<<<<

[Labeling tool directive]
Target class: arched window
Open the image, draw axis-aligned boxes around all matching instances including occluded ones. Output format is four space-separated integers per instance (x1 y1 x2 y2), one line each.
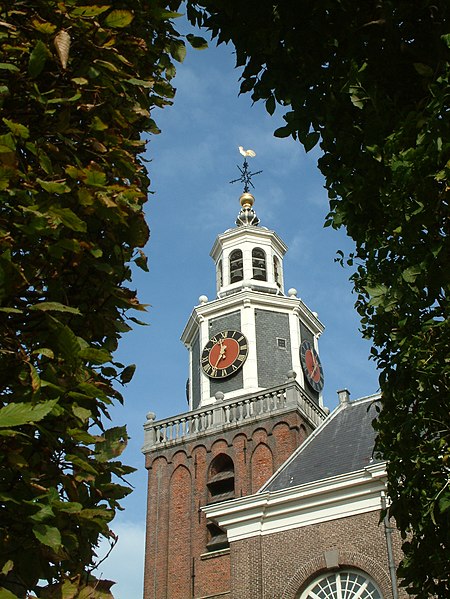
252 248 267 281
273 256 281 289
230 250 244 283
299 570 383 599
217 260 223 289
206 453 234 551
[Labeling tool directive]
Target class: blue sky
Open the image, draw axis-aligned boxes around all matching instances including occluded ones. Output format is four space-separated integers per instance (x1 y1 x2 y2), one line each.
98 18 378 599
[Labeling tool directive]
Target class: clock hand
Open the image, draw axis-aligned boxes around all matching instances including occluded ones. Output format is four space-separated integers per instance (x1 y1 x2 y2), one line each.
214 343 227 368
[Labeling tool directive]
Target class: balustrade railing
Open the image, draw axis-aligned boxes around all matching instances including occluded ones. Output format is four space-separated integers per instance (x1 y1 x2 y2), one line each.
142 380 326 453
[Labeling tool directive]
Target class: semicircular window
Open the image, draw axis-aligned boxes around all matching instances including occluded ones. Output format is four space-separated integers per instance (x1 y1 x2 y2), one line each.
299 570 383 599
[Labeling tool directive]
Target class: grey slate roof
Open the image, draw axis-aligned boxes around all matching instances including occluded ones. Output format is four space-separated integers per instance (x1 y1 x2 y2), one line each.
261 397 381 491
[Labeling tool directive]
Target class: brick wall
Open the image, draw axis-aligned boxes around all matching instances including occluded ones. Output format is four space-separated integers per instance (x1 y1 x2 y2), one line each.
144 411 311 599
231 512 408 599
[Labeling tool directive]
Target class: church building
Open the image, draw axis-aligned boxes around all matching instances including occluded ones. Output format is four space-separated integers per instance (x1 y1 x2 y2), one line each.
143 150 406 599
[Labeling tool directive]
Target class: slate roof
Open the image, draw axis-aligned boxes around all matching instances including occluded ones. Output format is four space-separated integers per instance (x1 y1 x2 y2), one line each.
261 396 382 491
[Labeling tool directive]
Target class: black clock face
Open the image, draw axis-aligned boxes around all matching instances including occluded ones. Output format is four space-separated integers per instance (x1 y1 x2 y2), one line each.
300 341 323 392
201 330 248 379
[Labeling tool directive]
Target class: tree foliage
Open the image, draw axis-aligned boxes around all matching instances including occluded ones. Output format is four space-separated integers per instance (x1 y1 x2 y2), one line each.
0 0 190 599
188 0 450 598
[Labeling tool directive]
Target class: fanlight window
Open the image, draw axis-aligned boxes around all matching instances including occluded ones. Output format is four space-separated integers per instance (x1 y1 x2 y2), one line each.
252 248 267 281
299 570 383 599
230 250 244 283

>>>>
<<<<

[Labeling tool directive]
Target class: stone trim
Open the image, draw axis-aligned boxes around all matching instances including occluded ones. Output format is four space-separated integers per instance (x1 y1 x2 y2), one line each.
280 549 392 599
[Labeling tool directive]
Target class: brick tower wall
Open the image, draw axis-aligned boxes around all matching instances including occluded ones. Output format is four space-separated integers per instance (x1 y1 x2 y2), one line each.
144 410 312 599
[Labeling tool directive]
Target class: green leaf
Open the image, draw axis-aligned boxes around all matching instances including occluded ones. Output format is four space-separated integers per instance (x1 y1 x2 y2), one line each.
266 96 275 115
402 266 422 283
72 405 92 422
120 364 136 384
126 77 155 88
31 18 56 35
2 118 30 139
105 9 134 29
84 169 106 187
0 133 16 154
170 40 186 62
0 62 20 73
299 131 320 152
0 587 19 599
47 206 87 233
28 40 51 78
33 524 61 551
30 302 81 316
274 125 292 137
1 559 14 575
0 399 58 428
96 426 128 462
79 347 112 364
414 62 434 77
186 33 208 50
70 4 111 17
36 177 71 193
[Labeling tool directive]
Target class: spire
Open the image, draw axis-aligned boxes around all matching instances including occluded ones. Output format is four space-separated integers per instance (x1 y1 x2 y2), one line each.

>>>>
<<<<

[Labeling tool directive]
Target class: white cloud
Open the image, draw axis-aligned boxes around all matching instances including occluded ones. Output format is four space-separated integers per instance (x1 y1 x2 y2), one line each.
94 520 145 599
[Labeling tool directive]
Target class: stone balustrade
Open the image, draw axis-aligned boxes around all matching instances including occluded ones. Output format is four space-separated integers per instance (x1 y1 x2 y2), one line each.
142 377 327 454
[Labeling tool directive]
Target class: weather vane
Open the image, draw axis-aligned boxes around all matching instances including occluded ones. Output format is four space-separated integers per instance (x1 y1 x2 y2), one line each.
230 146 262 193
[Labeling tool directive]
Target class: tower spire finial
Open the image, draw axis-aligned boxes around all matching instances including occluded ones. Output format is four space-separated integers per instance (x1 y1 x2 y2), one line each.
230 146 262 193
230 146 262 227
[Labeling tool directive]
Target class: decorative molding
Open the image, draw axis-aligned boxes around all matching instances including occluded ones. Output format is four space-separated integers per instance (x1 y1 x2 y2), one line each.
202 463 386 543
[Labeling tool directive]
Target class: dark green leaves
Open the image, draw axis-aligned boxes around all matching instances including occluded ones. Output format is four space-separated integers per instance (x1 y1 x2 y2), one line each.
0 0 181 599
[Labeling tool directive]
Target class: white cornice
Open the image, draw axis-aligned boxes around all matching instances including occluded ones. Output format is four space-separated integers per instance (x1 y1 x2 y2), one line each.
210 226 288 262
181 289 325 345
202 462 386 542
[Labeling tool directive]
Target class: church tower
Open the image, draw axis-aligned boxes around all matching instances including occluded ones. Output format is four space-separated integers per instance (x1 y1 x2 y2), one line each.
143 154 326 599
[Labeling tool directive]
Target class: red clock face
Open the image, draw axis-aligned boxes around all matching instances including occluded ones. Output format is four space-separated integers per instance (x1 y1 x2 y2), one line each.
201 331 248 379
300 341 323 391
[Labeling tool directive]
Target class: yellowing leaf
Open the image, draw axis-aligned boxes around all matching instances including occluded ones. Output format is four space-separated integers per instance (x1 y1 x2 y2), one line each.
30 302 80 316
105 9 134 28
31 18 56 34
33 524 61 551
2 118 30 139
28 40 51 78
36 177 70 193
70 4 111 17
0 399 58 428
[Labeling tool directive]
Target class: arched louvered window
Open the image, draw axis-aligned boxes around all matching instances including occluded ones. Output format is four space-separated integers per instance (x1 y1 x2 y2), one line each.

>>>>

▸ **Task instructions**
How many lines in the material above contain the string "clock", matched with case sensitivity? Reply with only the number.

▸ **Exercise solution**
3